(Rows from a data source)
## START
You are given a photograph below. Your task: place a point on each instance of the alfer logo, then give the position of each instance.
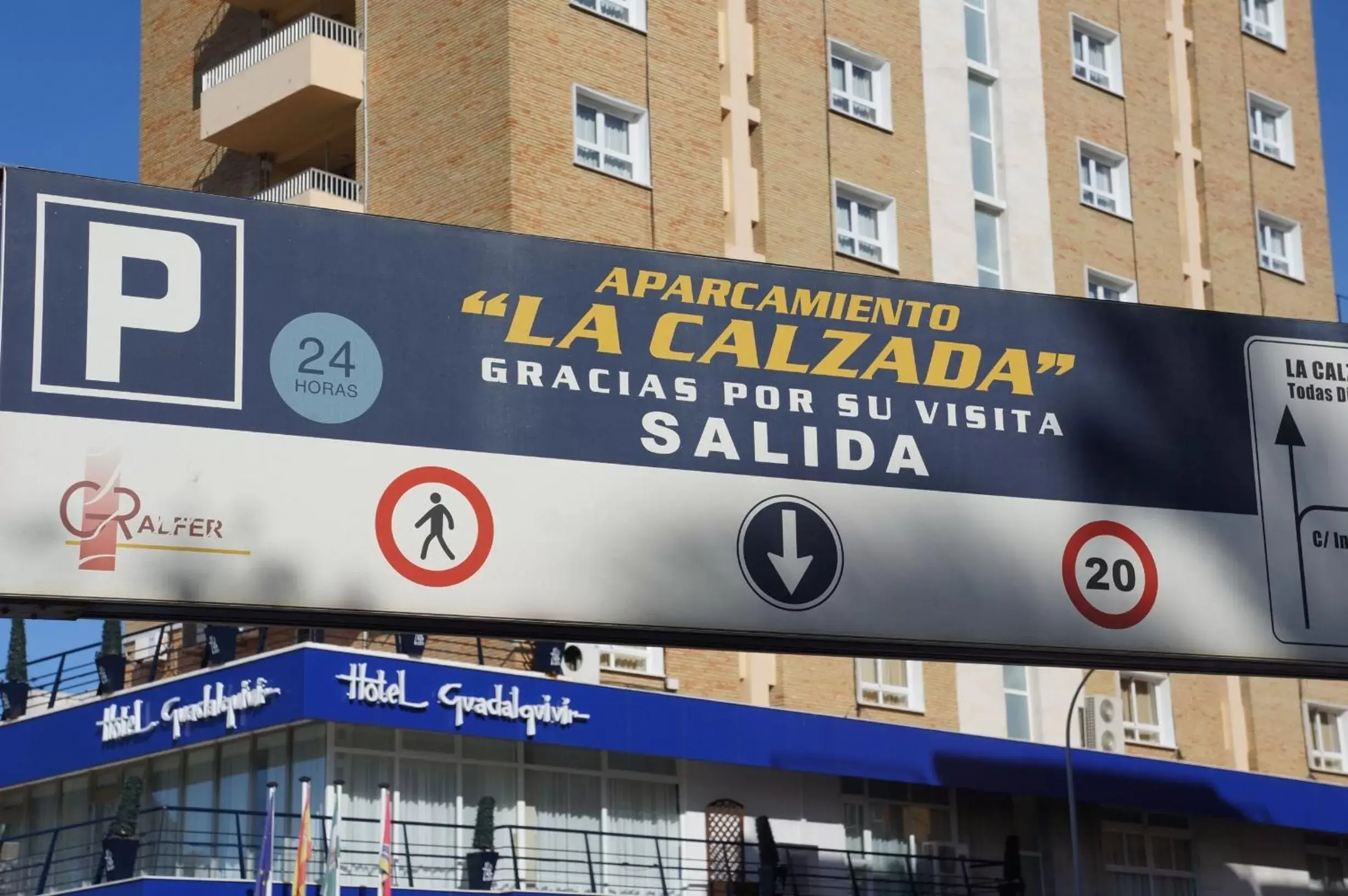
(111, 517)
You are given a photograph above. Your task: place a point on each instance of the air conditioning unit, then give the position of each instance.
(580, 663)
(1101, 724)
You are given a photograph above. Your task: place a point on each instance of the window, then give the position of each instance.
(1015, 684)
(978, 45)
(1146, 709)
(611, 137)
(630, 13)
(1095, 55)
(1280, 245)
(1270, 128)
(1107, 287)
(1262, 19)
(982, 146)
(644, 660)
(987, 232)
(1104, 180)
(1149, 855)
(1325, 861)
(866, 226)
(859, 84)
(1325, 737)
(893, 684)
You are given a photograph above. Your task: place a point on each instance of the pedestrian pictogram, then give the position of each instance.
(1110, 574)
(790, 553)
(434, 526)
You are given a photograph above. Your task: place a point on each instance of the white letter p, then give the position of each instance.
(111, 310)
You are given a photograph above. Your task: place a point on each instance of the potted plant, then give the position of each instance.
(221, 645)
(482, 861)
(112, 665)
(770, 871)
(122, 843)
(14, 692)
(410, 643)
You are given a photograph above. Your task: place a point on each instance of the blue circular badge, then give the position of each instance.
(327, 368)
## END
__Goal__
Turn every line of the rows above into a Markdown table with two columns, Row and Line, where Row gives the row number and Line gives the line's text. Leave out blank lines and the pictures.

__Task response__
| Row | Line |
|---|---|
| 1 | You are given a photograph below. Your task: place a point on each instance of the alfer logo, then give the position of each instance. |
| 2 | (111, 517) |
| 3 | You are given a photograph above. Your task: place a point on each instance of the air conditioning unit, then give the position of each instance. |
| 4 | (580, 663) |
| 5 | (1101, 724) |
| 6 | You are given a photograph above. Your task: place a point on each instance of the window, then give the position of each instance. |
| 7 | (1015, 684) |
| 8 | (978, 45) |
| 9 | (1146, 709) |
| 10 | (611, 137) |
| 11 | (630, 13) |
| 12 | (1095, 55) |
| 13 | (1280, 245) |
| 14 | (1270, 128) |
| 15 | (1107, 287) |
| 16 | (1262, 19) |
| 17 | (982, 146) |
| 18 | (644, 660) |
| 19 | (987, 232) |
| 20 | (1104, 180) |
| 21 | (1149, 855) |
| 22 | (1325, 861) |
| 23 | (866, 226) |
| 24 | (859, 84) |
| 25 | (1325, 737) |
| 26 | (893, 684) |
| 27 | You are given a photograph above. Your task: place a point on each instance of the pedestrian pictogram, then give the position of each instance. |
| 28 | (1110, 574) |
| 29 | (790, 553) |
| 30 | (434, 526) |
| 31 | You are given a photograph above. Your task: place a point on each instance of the white letter p, then give the position of each instance. |
| 32 | (111, 310) |
| 33 | You are given a photograph above. Your task: place a point on each instance of the potted plant, then give the position of each instance. |
| 34 | (221, 645) |
| 35 | (482, 861) |
| 36 | (112, 665) |
| 37 | (770, 871) |
| 38 | (122, 843) |
| 39 | (14, 692) |
| 40 | (410, 643) |
| 41 | You are given a photograph above. Your task: place a point on each instance of the blue circular badge, then give the position of each instance. |
| 42 | (327, 368) |